What you need to do: Repeat all the material exactly; pictures stay out of your copy.

+===+

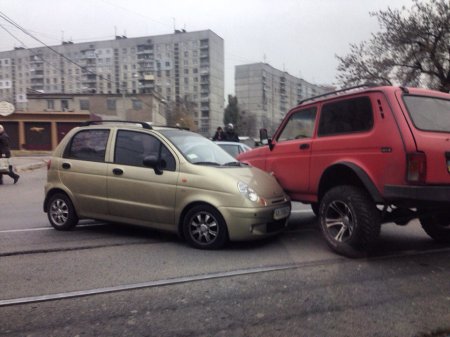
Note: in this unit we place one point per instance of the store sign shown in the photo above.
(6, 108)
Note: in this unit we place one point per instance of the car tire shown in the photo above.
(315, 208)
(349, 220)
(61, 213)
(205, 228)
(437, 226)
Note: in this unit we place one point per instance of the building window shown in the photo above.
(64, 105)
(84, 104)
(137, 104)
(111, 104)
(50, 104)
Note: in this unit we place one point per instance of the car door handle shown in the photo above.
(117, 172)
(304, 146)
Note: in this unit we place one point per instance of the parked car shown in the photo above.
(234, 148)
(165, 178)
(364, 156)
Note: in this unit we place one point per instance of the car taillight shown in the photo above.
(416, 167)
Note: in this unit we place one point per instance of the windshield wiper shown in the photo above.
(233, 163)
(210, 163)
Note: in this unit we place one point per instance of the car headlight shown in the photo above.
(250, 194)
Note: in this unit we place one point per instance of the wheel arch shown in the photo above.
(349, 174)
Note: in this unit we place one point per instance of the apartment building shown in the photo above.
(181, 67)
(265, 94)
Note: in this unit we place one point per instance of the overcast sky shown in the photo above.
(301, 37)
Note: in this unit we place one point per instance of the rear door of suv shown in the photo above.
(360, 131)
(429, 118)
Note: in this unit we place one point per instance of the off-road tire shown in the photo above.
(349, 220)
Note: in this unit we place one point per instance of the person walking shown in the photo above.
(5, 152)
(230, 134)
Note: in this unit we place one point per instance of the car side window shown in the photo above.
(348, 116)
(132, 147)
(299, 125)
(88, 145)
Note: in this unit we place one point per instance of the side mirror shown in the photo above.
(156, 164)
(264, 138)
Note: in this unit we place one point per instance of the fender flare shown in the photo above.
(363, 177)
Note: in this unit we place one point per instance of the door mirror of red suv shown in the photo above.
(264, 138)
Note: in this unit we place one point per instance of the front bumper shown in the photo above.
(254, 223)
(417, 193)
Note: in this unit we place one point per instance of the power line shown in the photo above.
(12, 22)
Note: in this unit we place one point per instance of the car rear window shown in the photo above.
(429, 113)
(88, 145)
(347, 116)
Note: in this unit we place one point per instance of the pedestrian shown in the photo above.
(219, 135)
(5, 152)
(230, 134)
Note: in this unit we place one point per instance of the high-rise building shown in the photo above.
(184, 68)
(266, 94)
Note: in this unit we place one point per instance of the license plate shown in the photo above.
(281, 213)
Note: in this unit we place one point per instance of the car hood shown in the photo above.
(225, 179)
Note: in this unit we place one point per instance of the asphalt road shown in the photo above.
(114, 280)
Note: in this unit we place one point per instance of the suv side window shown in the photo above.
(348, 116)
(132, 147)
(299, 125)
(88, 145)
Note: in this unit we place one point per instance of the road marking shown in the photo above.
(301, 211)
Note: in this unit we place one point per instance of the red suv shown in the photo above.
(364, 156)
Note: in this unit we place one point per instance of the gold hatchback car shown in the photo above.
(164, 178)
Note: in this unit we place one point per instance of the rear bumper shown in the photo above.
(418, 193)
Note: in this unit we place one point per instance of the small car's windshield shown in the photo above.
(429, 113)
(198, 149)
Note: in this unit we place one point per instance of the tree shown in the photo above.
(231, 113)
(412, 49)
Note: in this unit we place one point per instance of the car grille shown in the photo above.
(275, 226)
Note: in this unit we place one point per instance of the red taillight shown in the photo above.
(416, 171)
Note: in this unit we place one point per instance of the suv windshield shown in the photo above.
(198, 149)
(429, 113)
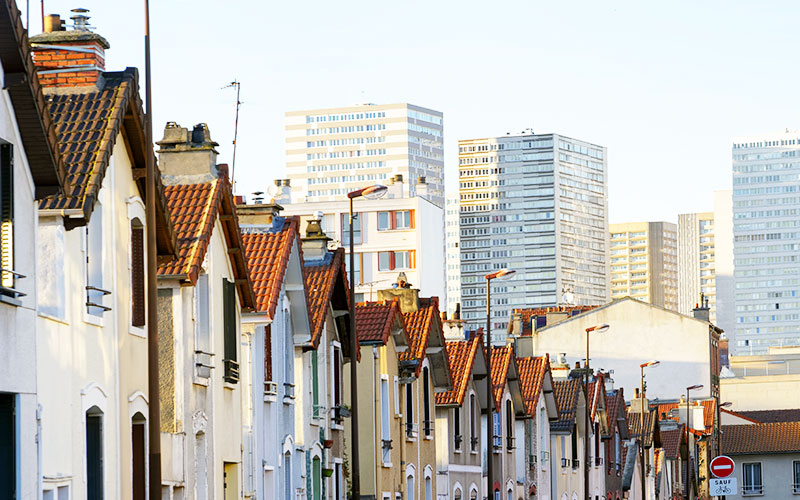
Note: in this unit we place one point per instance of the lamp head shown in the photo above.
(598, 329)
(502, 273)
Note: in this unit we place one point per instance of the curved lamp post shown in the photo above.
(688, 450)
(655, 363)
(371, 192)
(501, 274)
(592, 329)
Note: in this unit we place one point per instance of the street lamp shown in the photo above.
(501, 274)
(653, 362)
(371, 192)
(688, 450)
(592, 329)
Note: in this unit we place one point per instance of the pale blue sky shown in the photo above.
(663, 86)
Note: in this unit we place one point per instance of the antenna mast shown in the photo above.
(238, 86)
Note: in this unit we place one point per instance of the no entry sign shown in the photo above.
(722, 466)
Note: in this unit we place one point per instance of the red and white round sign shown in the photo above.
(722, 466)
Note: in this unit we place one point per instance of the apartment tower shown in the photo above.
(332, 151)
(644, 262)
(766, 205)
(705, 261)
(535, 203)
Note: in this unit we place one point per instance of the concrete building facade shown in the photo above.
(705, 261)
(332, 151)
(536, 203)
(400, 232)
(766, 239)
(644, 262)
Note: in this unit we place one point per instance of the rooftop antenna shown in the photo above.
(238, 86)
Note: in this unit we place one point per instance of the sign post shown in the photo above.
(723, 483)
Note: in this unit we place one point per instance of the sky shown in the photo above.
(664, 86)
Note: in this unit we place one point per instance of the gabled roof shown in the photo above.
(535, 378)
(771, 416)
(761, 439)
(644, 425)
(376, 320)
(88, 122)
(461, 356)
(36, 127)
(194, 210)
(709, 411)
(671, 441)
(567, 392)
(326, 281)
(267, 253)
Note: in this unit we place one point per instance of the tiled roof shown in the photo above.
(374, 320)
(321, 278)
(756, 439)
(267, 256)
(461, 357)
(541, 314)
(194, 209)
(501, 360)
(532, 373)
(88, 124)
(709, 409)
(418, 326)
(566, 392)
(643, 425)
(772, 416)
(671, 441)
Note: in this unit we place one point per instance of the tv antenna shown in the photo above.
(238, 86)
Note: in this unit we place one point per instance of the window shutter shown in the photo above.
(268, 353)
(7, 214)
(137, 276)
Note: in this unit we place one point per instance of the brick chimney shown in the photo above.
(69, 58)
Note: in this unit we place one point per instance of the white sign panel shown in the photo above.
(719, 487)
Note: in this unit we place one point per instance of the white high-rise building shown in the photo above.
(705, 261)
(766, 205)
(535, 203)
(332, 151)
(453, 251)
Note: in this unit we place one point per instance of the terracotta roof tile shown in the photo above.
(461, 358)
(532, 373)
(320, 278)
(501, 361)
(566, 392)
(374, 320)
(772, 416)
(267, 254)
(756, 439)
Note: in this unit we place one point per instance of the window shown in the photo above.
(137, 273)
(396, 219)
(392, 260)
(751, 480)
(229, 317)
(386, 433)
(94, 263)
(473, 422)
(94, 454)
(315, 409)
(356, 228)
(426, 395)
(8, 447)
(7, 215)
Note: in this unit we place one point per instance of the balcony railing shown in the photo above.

+===+

Response to the task:
Note: in this unit we place one point per instance of the store sign shown in the photo above.
(6, 108)
Note: in this unit we place one point per instance of the car tire shown in the photo above.
(315, 208)
(349, 220)
(61, 213)
(205, 228)
(437, 226)
Note: in this unit we place one point per instance of the building window shown in the photo above.
(64, 105)
(84, 104)
(137, 104)
(111, 104)
(50, 104)
Note: in this unit we place one point per instance of the car door handle shown in the photo above.
(117, 172)
(304, 146)
Note: in this unit we place one point per instance of the parked car shown in the photo above.
(234, 148)
(165, 178)
(364, 156)
Note: in this unit we place one point per instance of the car taillight shown in the photo above.
(416, 167)
Note: in this unit we place one point per instance of the windshield wiper shown in the photo above.
(233, 163)
(210, 163)
Note: in this unit we place one point per instance of the car headlight shown in the photo above.
(250, 194)
Note: in this unit we place one point per instance of the wheel arch shown in the photo above.
(349, 174)
Note: in this unit we place one point per instance of the apartment building shown in the photo above.
(181, 67)
(265, 94)
Note: in this unit we place one point per instance of the overcast sky shown in the photo above.
(301, 37)
Note: in this unit we place one point per instance of the rear door of suv shown in the photo above.
(360, 131)
(429, 118)
Note: in this unit we place one point per instance of the off-road tire shown in the photo above.
(349, 220)
Note: in this unit we place one point per instance of the person walking shown in the photo above.
(5, 152)
(230, 134)
Note: in this unit we place one point per instance of the car side window shown in the photo above.
(348, 116)
(132, 147)
(299, 125)
(88, 145)
Note: in this unit we place one point per instance of the side mirror shown in the photo above.
(156, 164)
(264, 138)
Note: in this unit we place one point per instance of the fender flare shown in the photo above.
(363, 177)
Note: in this unit we place one point per instance of the door mirror of red suv shown in the photo above.
(264, 138)
Note: in this unit we place one point per instance of the front bumper shown in the photo above.
(254, 223)
(417, 193)
Note: in this unit we place one point per instance of the power line shown in the photo above.
(12, 22)
Note: in this unit we place one point per instance of the car rear window shown in the photo above.
(429, 113)
(88, 145)
(347, 116)
Note: in this unit we place one point per instance of the pedestrian shown in the photo above.
(219, 135)
(5, 152)
(230, 134)
Note: in this unit we place one point per instance of the high-rise building shown in the photo above.
(184, 68)
(266, 94)
Note: in this unit we place one point per instance of the license plate shown in the photo above.
(281, 213)
Note: in this unit we place one point per instance of the car hood shown in the photo above.
(225, 179)
Note: in this unit we place one point per instance of the asphalt road shown in the photo above.
(114, 280)
Note: in this unit we place one point per instance of the suv side window shown in the photo above.
(348, 116)
(132, 147)
(299, 125)
(88, 145)
Note: in this unit we place one point per instance of the road marking shown in the photo above.
(301, 211)
Note: in this unit we place one point per instance of the red suv shown in the photo above.
(364, 156)
Note: in this unit we place one point per instance of the gold hatchback car shown in the photo above.
(164, 178)
Note: in this unit we place one point per instance of the rear bumper shown in the photo above.
(418, 193)
Note: in this unit we place one point per instance of the small car's windshield shown in the photo above.
(429, 113)
(198, 149)
Note: in this unit we place one point per instance of the tree shown in the photo above.
(231, 113)
(412, 49)
Note: in this unit we place one point per instance of the car grille shown in the photo above.
(275, 226)
Note: in this unit we place one point per instance of the red taillight shown in the photo above.
(416, 171)
Note: in this unit we place one point per instance of the suv windshield shown in the photo above.
(198, 149)
(429, 113)
Note: in this unit we place one point per instance of the lamp head shown in the photo above.
(598, 329)
(502, 273)
Note: in this unit we place one point per instance of the curved lamp post shown in the photo above.
(688, 450)
(655, 363)
(371, 192)
(501, 274)
(592, 329)
Note: in this unit we place one point per instance of the street lamp shown in the photo above.
(501, 274)
(653, 362)
(371, 192)
(688, 450)
(592, 329)
Note: in this unit we place one point per instance of the pale blue sky shown in the photo above.
(663, 86)
Note: in this unit we place one point per instance of the antenna mast shown in the photo above.
(238, 86)
Note: in this unit we place one point per instance of the no entry sign shown in the photo above.
(722, 466)
Note: in this unit we place one point per instance of the red and white round sign shown in the photo above.
(722, 466)
Note: in this unit we place one point per instance of the apartment tower shown in the photo above.
(332, 151)
(644, 262)
(766, 205)
(705, 261)
(535, 203)
Note: in this unit we place one point per instance of the concrete building facade shown in the photo above.
(705, 261)
(332, 151)
(536, 203)
(400, 232)
(766, 239)
(644, 262)
Note: in this unit we place one point per instance of the rooftop antenna shown in the photo above.
(238, 86)
Note: in this unit we place one point per instance of the sign post shown in the photo above.
(723, 483)
Note: in this unit we place one point per instance of the sky shown in the photo above.
(664, 86)
Note: in this unit we place one point per instance of the gabled roof shown in the photo above.
(535, 378)
(771, 416)
(761, 439)
(644, 425)
(376, 320)
(88, 122)
(461, 356)
(36, 127)
(194, 210)
(709, 411)
(671, 441)
(567, 392)
(326, 281)
(267, 253)
Note: in this unit we place one point per instance of the tiled roof shown in the photo above.
(374, 320)
(321, 278)
(756, 439)
(267, 256)
(461, 357)
(541, 314)
(194, 209)
(501, 360)
(532, 373)
(88, 124)
(709, 409)
(418, 326)
(566, 392)
(643, 425)
(772, 416)
(671, 441)
Note: in this unit we place one point per instance of the tv antenna shown in the photo above.
(238, 86)
Note: in this unit we place one point per instance of the window shutter shown in the photo above.
(268, 353)
(7, 214)
(137, 276)
Note: in this unit we place one point per instance of the brick chimney shown in the photo above.
(69, 58)
Note: in this unit we place one point per instance of the white sign panel shown in the photo above.
(719, 487)
Note: in this unit we place one point per instance of the white high-rise building shown in the photo above.
(705, 261)
(766, 205)
(535, 203)
(332, 151)
(453, 251)
Note: in this unit we place one point per instance of the terracotta roof tile shown in the photo above.
(461, 358)
(532, 373)
(320, 278)
(501, 361)
(566, 392)
(374, 320)
(772, 416)
(267, 254)
(756, 439)
Note: in this unit we place one point per instance of the window shown in the photo above.
(137, 273)
(396, 219)
(392, 260)
(751, 480)
(229, 317)
(386, 433)
(94, 263)
(473, 422)
(94, 454)
(315, 409)
(356, 228)
(426, 395)
(8, 447)
(7, 215)
Note: in this unit we place one point per instance of the balcony railing shown in the photo above.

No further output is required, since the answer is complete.